====== Entries supplied
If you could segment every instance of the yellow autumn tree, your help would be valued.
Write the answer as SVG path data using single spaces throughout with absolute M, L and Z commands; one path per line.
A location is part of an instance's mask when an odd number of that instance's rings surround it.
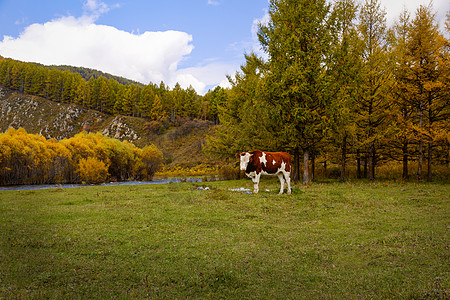
M 108 167 L 103 161 L 95 157 L 88 157 L 80 159 L 76 172 L 81 181 L 98 184 L 108 179 Z
M 148 145 L 142 149 L 135 148 L 136 163 L 133 173 L 139 179 L 152 180 L 163 161 L 163 154 L 155 145 Z

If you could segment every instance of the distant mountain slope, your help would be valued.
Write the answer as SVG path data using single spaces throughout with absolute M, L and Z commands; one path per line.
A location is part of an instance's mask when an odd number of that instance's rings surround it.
============
*What needs to be done*:
Repeat the lines above exactly, and keep every picture out.

*Result for this task*:
If you could segment every instance of the yellow autumn tree, your help would be valued.
Write the answer as SVG path data using single spaces throughout with absolute M, L and Z commands; one path per line.
A location is part of an instance's mask when an odd number of that instance's rings surround it.
M 108 167 L 103 161 L 95 157 L 88 157 L 80 159 L 76 172 L 81 181 L 98 184 L 108 179 Z
M 148 145 L 142 149 L 135 148 L 136 163 L 133 173 L 139 179 L 152 180 L 163 161 L 163 154 L 155 145 Z

If you could segment every instance of the distant mountain slope, your help would be valued.
Write the answer as SVG path data using single spaces throughout with absolute M, L and Z commands; one path per line.
A location is part of an instance's mask when an odd number of that instance's rings surround it.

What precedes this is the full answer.